=== DIRECTIONS FOR THIS TASK ===
Nothing but the lines from the one containing "Where can the glass" through the last line of the records below should be written out, each exactly as it stands.
*** MATERIALS PROVIDED Section Begins ***
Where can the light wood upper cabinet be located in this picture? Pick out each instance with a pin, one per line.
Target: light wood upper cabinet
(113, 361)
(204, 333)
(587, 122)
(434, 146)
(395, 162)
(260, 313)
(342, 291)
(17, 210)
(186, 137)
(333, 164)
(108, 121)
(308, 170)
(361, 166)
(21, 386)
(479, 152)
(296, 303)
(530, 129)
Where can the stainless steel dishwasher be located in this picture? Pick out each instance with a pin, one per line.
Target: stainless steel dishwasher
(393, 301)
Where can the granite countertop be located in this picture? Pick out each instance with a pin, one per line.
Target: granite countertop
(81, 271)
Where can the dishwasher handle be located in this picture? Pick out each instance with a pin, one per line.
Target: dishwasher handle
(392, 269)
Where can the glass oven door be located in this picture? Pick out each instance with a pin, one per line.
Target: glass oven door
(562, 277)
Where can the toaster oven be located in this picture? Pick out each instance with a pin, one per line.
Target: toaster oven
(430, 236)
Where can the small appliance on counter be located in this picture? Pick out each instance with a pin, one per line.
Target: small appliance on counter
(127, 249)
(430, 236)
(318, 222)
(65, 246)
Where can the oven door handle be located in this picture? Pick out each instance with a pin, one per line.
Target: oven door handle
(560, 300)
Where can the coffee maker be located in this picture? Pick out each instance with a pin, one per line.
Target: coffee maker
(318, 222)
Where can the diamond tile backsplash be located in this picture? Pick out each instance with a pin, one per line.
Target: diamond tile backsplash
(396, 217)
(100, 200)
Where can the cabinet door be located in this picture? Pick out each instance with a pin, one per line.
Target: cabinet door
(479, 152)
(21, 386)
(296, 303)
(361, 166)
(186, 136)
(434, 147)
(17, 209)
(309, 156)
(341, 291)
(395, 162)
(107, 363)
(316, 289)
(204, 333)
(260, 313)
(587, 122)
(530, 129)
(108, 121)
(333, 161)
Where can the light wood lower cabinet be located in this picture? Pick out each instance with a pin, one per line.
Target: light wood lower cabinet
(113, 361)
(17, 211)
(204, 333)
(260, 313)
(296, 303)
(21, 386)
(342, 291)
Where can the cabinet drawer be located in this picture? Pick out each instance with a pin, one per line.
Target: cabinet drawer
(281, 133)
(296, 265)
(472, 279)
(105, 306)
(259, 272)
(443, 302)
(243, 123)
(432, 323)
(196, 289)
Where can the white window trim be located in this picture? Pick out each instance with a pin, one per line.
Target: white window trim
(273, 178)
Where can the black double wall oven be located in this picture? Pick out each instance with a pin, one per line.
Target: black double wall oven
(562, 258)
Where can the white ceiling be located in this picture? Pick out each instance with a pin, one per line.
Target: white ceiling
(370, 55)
*** MATERIALS PROVIDED Section Ends ***
=== RESPONSE ===
Where can the glass oven door be located in this picture? Pick out each instance with a pin, one per line.
Target: glass oven door
(562, 277)
Where can the toaster oven be located in this picture? Pick out each instance with a pin, one per line.
Target: toaster oven
(430, 236)
Where can the small appliance on counter be located in this picture? Pick out each instance with a pin, one per line.
Target: small appliance on counter
(127, 249)
(430, 236)
(318, 222)
(65, 246)
Where can the oven door handle be located in this picture? Pick out each instance with a pin, one per line.
Target: oven door handle
(560, 300)
Where can the coffee maker be located in this picture? Pick out each instance with a pin, one per line.
Target: coffee maker
(318, 222)
Where can the diamond tile backsplash be located in this picture? Pick out each instance with a pin, one per line.
Target: diamond tile backsplash
(396, 217)
(100, 200)
Where can the cabinet door be located in this picture? Pick out each instance with a pin, one per line.
Target: cabinet door
(479, 152)
(21, 386)
(296, 303)
(361, 166)
(186, 136)
(434, 147)
(17, 209)
(309, 156)
(341, 291)
(395, 162)
(107, 363)
(316, 289)
(204, 333)
(260, 313)
(587, 122)
(530, 129)
(108, 121)
(333, 161)
Where can the light wood lower cabinet be located in this picture? Pick out each instance with a pin, one per line.
Target: light wood lower cabinet
(113, 361)
(17, 211)
(204, 333)
(260, 313)
(296, 303)
(21, 386)
(342, 291)
Where can the cabinet drawer be located in this picture? Pick out each instance with a pin, one per line.
Target: cabinet drawer
(281, 133)
(296, 265)
(472, 279)
(105, 306)
(259, 272)
(443, 302)
(243, 123)
(432, 323)
(196, 289)
Where can the white window trim be located in this picture? Pick out each instance with a pin, one per line.
Target: white window trim
(273, 178)
Where can the black double wall oven be located in this picture? Pick out each instance with a pin, one per line.
Target: black double wall oven
(562, 258)
Where can the white ceiling be located in this picture? Pick out each instance with a pin, one per line.
Target: white ceiling
(370, 55)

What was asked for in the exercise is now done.